(Collected data)

☆ ☆ ☆

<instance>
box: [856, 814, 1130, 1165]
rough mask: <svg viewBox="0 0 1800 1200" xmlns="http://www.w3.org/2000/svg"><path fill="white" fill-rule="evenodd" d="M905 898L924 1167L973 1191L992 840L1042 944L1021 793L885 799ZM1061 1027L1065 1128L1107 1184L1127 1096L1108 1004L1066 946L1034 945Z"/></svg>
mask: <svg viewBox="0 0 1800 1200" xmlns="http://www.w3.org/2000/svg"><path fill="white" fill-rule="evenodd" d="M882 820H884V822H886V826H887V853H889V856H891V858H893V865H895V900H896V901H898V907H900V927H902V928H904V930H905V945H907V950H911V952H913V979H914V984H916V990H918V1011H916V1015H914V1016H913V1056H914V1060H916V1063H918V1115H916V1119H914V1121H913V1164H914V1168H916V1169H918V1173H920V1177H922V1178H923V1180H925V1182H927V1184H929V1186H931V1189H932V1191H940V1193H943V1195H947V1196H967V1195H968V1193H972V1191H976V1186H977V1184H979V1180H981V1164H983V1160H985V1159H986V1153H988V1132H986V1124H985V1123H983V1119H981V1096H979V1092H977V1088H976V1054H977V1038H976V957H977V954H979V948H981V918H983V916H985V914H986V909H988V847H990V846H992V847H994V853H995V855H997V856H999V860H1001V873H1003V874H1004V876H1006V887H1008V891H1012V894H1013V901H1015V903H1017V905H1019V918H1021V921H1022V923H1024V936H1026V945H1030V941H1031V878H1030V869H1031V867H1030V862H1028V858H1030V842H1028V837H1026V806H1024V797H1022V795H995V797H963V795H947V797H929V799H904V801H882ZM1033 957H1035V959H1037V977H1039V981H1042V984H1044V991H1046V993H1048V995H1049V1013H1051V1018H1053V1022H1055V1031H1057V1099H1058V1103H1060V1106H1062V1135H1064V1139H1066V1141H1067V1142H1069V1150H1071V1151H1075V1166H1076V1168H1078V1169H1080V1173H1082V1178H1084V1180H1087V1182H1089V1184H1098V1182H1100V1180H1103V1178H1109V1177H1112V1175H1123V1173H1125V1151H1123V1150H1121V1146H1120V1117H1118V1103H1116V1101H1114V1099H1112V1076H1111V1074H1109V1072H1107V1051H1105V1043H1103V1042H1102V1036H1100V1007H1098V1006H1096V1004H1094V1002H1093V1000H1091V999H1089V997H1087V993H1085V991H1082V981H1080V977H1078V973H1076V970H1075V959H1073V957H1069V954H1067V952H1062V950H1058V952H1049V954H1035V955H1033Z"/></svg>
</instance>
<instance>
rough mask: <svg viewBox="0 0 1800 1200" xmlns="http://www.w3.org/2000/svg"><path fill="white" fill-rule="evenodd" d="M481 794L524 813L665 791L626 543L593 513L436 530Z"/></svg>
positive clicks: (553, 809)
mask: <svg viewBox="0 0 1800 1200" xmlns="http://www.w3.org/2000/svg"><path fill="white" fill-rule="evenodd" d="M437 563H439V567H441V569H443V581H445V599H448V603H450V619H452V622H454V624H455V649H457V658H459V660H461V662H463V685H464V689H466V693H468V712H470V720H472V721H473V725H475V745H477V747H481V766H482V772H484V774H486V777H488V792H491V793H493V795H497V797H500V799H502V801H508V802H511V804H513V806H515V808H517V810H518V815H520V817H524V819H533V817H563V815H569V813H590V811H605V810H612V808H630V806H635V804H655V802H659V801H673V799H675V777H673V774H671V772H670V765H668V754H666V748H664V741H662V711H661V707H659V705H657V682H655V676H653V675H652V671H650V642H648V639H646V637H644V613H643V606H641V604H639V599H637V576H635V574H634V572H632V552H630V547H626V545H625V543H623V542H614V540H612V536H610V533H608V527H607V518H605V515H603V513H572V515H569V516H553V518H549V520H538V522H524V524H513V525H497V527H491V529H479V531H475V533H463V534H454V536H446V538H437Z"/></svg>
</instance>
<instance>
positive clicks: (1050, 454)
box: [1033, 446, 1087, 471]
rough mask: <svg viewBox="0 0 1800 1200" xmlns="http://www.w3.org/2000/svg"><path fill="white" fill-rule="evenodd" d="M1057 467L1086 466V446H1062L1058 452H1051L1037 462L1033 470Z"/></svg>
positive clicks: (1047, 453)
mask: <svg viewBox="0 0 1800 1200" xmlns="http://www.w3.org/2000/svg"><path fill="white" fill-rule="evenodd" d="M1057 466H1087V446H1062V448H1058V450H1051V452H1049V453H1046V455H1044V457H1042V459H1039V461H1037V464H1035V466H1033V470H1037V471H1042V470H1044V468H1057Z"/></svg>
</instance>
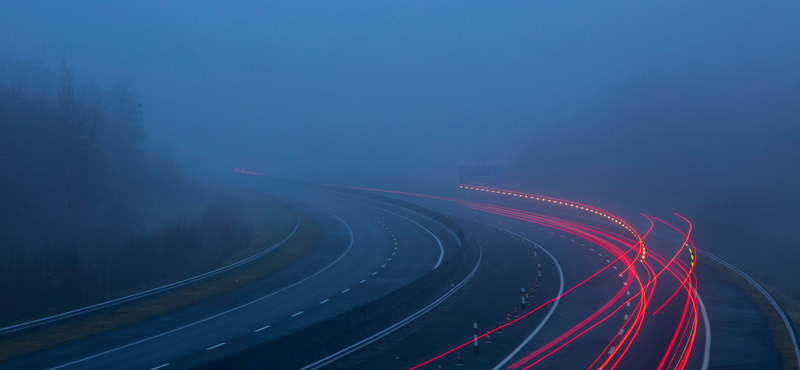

☆ ☆ ☆

Action item: Render the lines from the start of the records through the line containing "898L924 1167L973 1191L992", inclusive, as a numbered list without blank lines.

Solution to the exercise:
1. <instance>
2. box: [856, 814, 1130, 1165]
3. rough mask: <svg viewBox="0 0 1800 1200" xmlns="http://www.w3.org/2000/svg"><path fill="white" fill-rule="evenodd" d="M905 898L924 1167L973 1191L992 840L1042 944L1021 793L885 799ZM1061 1027L1065 1128L1107 1184L1127 1096L1108 1004L1066 946L1034 945Z"/></svg>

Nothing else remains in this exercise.